# WORK REQUIRED:
Could you repeat the lines below word for word, leaving out the pictures?

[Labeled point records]
-----
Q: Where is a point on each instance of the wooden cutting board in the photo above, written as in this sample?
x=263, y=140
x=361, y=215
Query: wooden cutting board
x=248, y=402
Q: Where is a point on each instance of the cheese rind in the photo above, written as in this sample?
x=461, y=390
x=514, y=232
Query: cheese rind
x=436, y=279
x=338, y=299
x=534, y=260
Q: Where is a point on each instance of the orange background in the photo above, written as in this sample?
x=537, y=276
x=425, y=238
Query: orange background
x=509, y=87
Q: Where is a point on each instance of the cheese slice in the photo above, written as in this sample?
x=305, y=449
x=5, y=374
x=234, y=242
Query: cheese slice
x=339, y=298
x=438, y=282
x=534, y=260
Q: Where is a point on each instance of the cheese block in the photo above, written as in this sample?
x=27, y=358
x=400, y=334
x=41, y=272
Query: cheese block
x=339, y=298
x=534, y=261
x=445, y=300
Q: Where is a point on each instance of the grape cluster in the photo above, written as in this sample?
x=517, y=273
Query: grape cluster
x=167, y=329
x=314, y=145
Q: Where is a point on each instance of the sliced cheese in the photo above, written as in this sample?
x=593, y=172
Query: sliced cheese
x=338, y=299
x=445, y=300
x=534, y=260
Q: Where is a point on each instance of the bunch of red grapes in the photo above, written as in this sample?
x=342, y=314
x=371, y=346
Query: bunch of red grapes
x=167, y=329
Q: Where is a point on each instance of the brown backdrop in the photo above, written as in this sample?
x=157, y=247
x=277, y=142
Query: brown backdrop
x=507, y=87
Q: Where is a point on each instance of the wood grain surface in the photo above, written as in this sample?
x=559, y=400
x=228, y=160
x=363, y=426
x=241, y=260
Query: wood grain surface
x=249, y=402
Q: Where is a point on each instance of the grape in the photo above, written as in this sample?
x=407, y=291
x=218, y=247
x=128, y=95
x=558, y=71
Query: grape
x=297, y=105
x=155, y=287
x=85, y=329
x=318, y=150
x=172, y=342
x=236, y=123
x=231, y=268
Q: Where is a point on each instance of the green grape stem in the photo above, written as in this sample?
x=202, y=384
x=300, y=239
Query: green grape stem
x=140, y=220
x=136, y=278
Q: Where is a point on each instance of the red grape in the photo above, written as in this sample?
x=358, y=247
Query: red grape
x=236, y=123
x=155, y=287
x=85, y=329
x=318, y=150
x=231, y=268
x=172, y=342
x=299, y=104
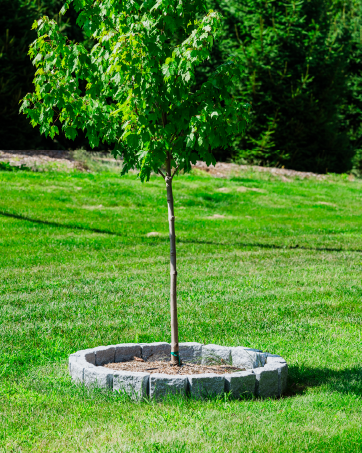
-----
# COMPLETE RESPONSE:
Q: Where is a point on each instance of the wooden cutting board in the photo above, written as in this sample?
x=263, y=140
x=361, y=215
Query: wooden cutting board
x=248, y=402
Q: Where is a point on each instance of the cheese rind in the photo above, written as in this sample?
x=461, y=390
x=514, y=232
Query: cheese rind
x=436, y=279
x=338, y=299
x=534, y=260
Q: Where is a point on each instance of the orange background in the photo above, written as in this sample?
x=537, y=276
x=425, y=238
Query: orange background
x=509, y=87
Q: Where is a point on each instance of the cheese slice in the photo above, written as in this sample?
x=305, y=449
x=5, y=374
x=234, y=242
Query: cheese slice
x=339, y=298
x=438, y=282
x=534, y=260
Q: Where is a point on each instance of the cheese block in the photo above, written as in this sample?
x=27, y=358
x=400, y=334
x=41, y=272
Query: cheese block
x=339, y=298
x=534, y=261
x=445, y=300
Q: Where is a point on each instance of the grape cluster in the photo above, written as in this sample?
x=517, y=273
Query: grape cluster
x=167, y=329
x=314, y=145
Q: Where is a point on each instance of the sliced cheese in the photo above, written as in this sample?
x=593, y=172
Query: sliced cheese
x=338, y=299
x=445, y=300
x=534, y=260
Q: Where is a point on each instance of the bunch of red grapes in the photo above, written as in this sample?
x=342, y=314
x=371, y=346
Query: bunch of red grapes
x=167, y=329
Q: Where is a point on each instance of the brown backdrop in the photo above, written as in this sample?
x=157, y=247
x=277, y=142
Query: brown backdrop
x=507, y=87
Q: Where is a point on each instance of the wood grain surface in the photo above, written as in this sample?
x=559, y=400
x=228, y=160
x=363, y=426
x=241, y=260
Query: wood grain surface
x=249, y=402
Q: Where is a point on each instance of the grape in the photo above, written as in this sample?
x=407, y=291
x=218, y=247
x=128, y=95
x=558, y=71
Query: grape
x=297, y=105
x=155, y=287
x=85, y=329
x=318, y=150
x=172, y=342
x=236, y=123
x=231, y=268
Q: Where is a point on each instance of the green grape stem in the photo above, written as in this sample?
x=202, y=384
x=300, y=239
Query: green grape stem
x=140, y=220
x=136, y=278
Q: Where is a point on each instance of the red grape in the photo above, written as in this sample?
x=358, y=247
Query: red grape
x=236, y=123
x=155, y=287
x=85, y=329
x=318, y=150
x=231, y=268
x=172, y=342
x=299, y=104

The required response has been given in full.